++++ Provided information ++++

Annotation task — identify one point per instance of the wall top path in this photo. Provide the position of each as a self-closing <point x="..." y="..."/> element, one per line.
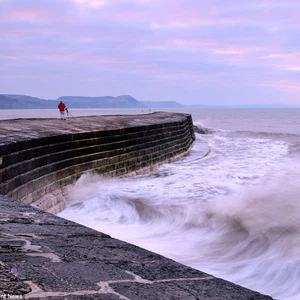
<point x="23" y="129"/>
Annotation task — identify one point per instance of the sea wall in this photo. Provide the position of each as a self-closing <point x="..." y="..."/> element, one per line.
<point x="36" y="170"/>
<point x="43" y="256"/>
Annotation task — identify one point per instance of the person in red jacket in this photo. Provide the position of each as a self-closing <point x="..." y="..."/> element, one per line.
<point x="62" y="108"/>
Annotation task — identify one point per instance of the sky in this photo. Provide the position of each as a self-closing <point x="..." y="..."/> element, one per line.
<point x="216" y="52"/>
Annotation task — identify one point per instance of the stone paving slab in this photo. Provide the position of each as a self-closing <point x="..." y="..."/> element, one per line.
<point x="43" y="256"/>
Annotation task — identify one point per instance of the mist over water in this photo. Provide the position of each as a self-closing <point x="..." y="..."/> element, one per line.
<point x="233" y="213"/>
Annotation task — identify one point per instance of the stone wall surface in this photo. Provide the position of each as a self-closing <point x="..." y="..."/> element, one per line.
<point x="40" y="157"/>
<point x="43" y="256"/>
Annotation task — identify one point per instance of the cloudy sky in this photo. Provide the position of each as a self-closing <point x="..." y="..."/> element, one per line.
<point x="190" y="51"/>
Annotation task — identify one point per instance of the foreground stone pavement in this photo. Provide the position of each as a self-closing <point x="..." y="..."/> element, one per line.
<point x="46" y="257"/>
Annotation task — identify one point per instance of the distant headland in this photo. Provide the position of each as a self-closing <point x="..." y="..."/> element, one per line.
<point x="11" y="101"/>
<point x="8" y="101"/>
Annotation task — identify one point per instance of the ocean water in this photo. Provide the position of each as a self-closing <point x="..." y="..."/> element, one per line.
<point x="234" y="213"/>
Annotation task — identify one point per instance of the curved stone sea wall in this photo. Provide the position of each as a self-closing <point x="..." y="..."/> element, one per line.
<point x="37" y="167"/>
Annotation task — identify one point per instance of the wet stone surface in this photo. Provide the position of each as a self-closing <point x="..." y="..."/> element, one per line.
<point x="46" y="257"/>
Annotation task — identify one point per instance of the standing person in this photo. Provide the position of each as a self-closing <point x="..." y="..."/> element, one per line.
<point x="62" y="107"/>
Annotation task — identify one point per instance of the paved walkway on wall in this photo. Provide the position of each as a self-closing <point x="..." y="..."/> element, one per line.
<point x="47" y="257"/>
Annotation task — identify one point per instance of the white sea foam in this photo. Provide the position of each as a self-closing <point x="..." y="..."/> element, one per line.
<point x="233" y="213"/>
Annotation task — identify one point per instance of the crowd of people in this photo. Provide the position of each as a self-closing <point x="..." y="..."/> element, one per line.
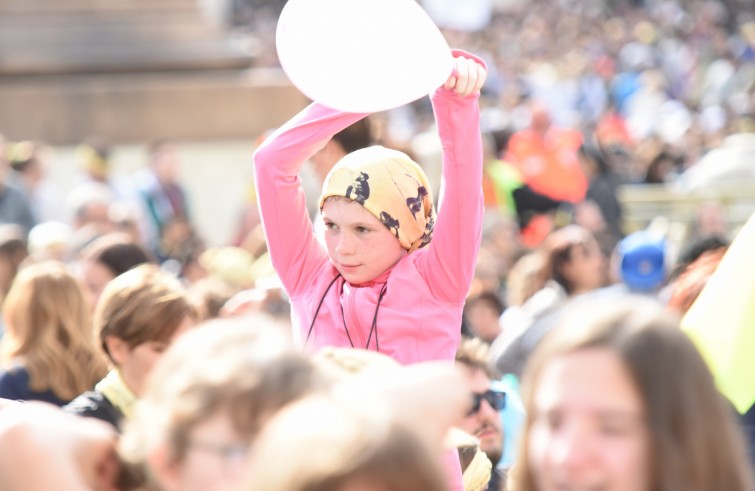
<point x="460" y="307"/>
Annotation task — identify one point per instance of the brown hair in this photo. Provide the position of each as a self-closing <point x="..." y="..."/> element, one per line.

++++
++++ Provided information ++++

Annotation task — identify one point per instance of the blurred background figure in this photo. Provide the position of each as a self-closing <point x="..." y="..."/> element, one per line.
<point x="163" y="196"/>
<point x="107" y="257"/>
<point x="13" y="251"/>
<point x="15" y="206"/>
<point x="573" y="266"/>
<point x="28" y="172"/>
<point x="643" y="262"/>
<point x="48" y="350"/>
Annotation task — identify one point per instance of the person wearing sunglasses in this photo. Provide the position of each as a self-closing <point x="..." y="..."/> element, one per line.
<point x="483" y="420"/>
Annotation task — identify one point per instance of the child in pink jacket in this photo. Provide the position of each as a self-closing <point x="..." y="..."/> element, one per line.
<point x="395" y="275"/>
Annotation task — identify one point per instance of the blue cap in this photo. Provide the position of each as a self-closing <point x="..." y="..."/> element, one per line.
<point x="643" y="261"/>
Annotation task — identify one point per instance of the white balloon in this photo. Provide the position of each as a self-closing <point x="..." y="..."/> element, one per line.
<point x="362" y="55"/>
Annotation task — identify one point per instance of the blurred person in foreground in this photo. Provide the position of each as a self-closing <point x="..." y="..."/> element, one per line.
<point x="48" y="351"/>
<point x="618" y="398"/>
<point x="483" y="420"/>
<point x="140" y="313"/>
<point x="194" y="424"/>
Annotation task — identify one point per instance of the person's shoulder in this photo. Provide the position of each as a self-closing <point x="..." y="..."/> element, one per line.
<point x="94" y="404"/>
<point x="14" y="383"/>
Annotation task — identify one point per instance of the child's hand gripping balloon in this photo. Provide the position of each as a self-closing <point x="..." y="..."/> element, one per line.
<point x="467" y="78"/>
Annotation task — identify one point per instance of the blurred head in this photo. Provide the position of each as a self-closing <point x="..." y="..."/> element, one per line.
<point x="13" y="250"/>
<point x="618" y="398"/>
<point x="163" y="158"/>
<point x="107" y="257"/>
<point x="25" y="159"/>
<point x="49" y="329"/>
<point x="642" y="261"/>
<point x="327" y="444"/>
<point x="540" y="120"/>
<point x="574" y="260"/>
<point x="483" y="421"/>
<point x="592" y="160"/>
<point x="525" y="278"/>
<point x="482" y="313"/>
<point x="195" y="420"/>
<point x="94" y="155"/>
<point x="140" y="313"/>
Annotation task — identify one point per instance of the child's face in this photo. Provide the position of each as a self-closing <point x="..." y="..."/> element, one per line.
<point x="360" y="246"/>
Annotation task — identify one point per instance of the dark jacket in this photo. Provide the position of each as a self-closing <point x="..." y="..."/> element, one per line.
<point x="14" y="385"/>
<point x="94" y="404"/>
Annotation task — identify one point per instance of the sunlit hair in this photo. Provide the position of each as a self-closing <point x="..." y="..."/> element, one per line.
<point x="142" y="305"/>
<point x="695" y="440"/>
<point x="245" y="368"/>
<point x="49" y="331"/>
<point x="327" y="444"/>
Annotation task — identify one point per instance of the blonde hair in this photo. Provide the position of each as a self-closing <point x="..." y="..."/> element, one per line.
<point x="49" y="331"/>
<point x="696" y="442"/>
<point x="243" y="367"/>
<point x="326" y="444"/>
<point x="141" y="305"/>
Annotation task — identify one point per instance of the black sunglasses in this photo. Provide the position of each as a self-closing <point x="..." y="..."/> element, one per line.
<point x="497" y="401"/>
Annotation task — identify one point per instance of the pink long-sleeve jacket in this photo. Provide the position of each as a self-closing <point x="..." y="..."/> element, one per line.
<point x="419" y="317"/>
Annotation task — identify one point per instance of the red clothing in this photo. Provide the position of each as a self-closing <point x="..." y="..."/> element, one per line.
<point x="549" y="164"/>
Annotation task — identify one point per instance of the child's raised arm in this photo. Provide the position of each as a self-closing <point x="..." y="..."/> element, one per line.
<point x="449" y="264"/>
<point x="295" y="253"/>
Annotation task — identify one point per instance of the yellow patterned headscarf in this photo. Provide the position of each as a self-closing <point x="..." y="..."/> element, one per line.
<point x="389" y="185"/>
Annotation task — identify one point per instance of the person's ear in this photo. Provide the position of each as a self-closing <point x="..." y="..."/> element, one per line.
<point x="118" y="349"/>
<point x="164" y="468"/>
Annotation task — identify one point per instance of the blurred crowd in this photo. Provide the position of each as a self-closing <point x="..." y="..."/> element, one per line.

++++

**Aim of the task:**
Above are the records. Copy the lines beginning at the one that has "the person's ear" and ending with the one that has "the blurred crowd", unchanged.

**Answer to this task:**
Annotation task — identify one point per instance of the person's ear in this photo. Provide the position of each as a self-closing <point x="..." y="..."/> element, one per line.
<point x="118" y="349"/>
<point x="164" y="468"/>
Annotation task — identify one point per instance of the blurred crowd in this photo. Provide the position of each as a self-closing <point x="..." y="..."/> element, one per line.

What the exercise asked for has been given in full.